:: GIVEN PROBLEM ::
Please repeat the lines below word for word, changing nothing.

══ RECORDS SHOWN

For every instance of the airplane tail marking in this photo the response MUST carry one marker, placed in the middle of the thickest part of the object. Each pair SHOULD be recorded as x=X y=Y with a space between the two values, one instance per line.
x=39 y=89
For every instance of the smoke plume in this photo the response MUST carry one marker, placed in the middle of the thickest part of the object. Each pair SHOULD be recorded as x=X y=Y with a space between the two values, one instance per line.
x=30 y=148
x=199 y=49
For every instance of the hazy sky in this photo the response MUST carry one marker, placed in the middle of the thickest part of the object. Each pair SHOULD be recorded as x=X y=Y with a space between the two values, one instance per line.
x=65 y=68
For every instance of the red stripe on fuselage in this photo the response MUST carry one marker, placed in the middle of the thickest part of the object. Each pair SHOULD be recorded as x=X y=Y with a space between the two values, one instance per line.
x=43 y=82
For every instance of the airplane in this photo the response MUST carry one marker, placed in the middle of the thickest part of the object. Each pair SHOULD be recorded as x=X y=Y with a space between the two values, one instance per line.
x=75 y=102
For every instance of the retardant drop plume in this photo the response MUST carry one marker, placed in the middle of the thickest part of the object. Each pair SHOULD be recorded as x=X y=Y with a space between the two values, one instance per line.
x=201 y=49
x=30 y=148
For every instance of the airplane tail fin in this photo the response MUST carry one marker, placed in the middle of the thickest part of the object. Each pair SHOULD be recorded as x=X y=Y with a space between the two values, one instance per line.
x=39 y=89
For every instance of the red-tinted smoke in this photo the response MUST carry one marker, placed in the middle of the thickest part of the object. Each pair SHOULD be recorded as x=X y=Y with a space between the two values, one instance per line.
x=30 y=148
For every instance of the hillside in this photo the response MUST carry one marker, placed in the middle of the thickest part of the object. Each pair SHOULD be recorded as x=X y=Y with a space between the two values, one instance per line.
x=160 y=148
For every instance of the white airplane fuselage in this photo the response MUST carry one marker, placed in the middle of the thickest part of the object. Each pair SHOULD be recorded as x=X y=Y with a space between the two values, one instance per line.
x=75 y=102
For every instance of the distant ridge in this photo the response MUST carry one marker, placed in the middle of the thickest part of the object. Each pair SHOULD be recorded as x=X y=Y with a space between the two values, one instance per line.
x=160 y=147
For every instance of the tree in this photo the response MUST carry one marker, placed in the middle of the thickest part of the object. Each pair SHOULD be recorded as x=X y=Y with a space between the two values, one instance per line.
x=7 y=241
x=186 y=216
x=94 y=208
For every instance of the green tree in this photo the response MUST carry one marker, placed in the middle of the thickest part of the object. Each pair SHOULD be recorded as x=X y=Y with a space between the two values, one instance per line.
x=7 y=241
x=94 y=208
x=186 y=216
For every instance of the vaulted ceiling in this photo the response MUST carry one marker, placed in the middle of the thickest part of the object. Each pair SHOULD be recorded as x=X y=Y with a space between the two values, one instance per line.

════

:: FINISHED EXERCISE ::
For every instance of the airplane tail marking in this photo the response MUST carry one marker, placed in the middle of the thickest part of the object. Each pair SHOULD be recorded as x=X y=Y with a space between the two values, one instance per line.
x=39 y=89
For every instance of the smoke plume in this photo the response MUST carry one marker, placed in the middle of the thickest part of the object. Each pair SHOULD be recorded as x=X y=Y with a space between the two values, one instance per line.
x=30 y=148
x=199 y=49
For every instance of the hazy sky in this photo the response MUST carry one marker, placed in the middle of the thickest part of the object. Each pair SHOULD be recorded as x=X y=Y with a space between the two values, one instance per line.
x=65 y=68
For every instance of the red stripe on fuselage in this photo the response MUST carry one marker, placed in the middle of the thickest part of the object. Each pair SHOULD be recorded as x=X y=Y with a space between the two values, one instance per line.
x=43 y=82
For every instance of the airplane in this photo the response MUST carry one marker, placed in the middle of the thickest part of the object. Each pair SHOULD be recorded as x=X y=Y with a space between the two values, one instance per line.
x=75 y=102
For every instance of the retardant drop plume in this photo the response MUST carry one marker, placed in the middle of the thickest part of the object. Each pair SHOULD be recorded as x=X y=Y with a space between the two values, one instance per line.
x=201 y=49
x=30 y=148
For every instance of the airplane tail fin in this photo the response MUST carry one marker, placed in the middle of the thickest part of the object. Each pair SHOULD be recorded as x=X y=Y with a space between the two values, one instance per line.
x=39 y=89
For every instance of the red-tinted smoke in this photo the response MUST carry one marker, placed in the middle of the thickest part of the object. Each pair SHOULD be recorded as x=X y=Y with a space between the two values, one instance per line.
x=30 y=148
For every instance of the hillside in this photo the response MUST carry one marker, placed in the middle of the thickest part of the object. Each pair SHOULD be recorded as x=X y=Y with a space between the two values, one instance per line.
x=160 y=148
For every instance of the white airplane fuselage in this photo the response MUST carry one marker, placed in the middle of the thickest part of the object. Each pair SHOULD be recorded as x=X y=Y with a space between the two values, one instance per line.
x=75 y=102
For every instance of the distant ridge in this photo the response MUST carry one marker, placed in the middle of the thickest part of the object. Each pair SHOULD be recorded as x=X y=Y with a space between the two values, one instance per line.
x=160 y=147
For every instance of the tree in this photo the response MUST carry one marker, placed in the middle of the thickest part of the object. Each pair SHOULD be recorded as x=X y=Y with a space between the two values, one instance per line.
x=7 y=241
x=186 y=216
x=94 y=208
For every instance of the green tree in this photo the response MUST carry one marker, placed in the middle of the thickest part of the object. Each pair SHOULD be recorded as x=X y=Y with a space between the two values, one instance per line.
x=7 y=241
x=94 y=208
x=186 y=216
For every instance of the vaulted ceiling in this photo the response MUST carry one marker, placed in the middle of the thickest part of the object. Each pair SHOULD be recorded as x=X y=Y with a space between the two values, one instance per line.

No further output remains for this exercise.